(EXERCISE PASSAGE)

The world rejoiced when a pair of coronavirus vaccines were announced at the end of last year — a feat previously thought to have been unimaginable but made possible by President Trump’s Operation Warp Speed.
The vaccines were swiftly developed and tested — within months — then produced, and distributed to people across the United States and Europe.
All that is remaining is for people who need to or wish to take the vaccine to do so.
As Axios reports, the U.K. has a limited supply of the Pfizer vaccine and are quickly distributing single-doses of the vaccine to everyone who needs it: “to give as many people in at-risk groups their first dose, rather than providing the required two doses in as short a time as possible.”
The problem is: The Pfizer vaccine has a 2-dose requirement.
So, the U.K. is handing out all their doses to individuals rather than keeping the second-dose readily available for those who took the first dose.
The company pushed back on the strategy, admitting they had “no data” to support that the single-dose would aid in curing or preventing the coronavirus.
- Pfizer confirmed in response that although some protection appears to begin as early as 12 days after the first dose, two doses of the vaccine — separated by three weeks — is the only regimen that proved to be 95% effective in Phase 3 trials.
- “Everyone will still receive their second dose and this will be within 12 weeks of their first,” the U.K. government added in a statement. “The second dose completes the course and is important for longer term protection.”
“Pfizer’s warning comes as many countries, including the U.S., debate how to rapidly deploy the vaccines in the most effective way possible,” the report adds. “The U.S. is on pace to fall far below its target of vaccinating 20 million people by the end of 2020, with only 3 million single-doses administered as of Wednesday night.”

(End EXERCISE PASSAGE)
(INFORMATION GIVEN)

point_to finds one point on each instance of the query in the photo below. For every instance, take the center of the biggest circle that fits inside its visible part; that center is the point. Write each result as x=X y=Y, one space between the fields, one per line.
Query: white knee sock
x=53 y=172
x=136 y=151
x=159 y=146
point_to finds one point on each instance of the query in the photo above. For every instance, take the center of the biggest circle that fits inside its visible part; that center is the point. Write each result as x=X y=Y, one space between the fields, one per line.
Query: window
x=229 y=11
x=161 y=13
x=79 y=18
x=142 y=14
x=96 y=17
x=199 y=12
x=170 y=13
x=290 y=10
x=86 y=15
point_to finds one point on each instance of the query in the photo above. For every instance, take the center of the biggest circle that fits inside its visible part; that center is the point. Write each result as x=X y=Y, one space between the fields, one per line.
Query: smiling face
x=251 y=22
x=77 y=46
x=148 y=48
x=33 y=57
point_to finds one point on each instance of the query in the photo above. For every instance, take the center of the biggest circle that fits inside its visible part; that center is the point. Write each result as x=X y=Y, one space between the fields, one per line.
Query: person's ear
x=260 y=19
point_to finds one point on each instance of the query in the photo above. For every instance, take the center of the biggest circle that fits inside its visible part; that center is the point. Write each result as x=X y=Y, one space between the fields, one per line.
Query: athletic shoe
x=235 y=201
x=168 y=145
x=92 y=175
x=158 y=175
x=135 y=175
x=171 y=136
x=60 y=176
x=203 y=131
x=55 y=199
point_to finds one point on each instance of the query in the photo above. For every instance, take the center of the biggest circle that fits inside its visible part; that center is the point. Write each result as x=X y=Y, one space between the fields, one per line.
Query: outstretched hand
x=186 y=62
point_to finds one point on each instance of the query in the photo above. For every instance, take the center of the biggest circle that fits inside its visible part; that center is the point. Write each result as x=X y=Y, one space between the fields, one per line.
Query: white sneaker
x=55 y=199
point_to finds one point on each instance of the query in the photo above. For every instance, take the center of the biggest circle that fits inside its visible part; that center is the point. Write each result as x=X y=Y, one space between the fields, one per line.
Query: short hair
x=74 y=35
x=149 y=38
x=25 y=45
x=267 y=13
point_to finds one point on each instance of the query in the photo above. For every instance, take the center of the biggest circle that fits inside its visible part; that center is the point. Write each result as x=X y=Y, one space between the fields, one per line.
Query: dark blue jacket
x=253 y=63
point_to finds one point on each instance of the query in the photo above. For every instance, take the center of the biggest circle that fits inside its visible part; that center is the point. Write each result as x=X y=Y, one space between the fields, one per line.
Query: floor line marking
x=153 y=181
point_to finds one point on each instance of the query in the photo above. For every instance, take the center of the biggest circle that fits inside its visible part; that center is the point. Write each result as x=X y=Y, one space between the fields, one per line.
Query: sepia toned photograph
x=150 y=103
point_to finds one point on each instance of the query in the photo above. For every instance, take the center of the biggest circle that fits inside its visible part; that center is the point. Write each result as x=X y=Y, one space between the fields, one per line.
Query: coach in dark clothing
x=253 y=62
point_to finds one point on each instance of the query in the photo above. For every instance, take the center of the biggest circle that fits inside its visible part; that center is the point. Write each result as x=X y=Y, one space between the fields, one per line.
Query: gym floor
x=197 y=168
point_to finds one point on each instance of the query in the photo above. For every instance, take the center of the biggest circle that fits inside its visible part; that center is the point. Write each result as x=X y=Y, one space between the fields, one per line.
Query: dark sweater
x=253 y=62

(End INFORMATION GIVEN)

In the Pfizer vaccine article, how far apart were the two doses in the only regimen that proved 95% effective in Phase 3 trials? The records were taken from a different source.

_YOUR SOLUTION_:
Three weeks.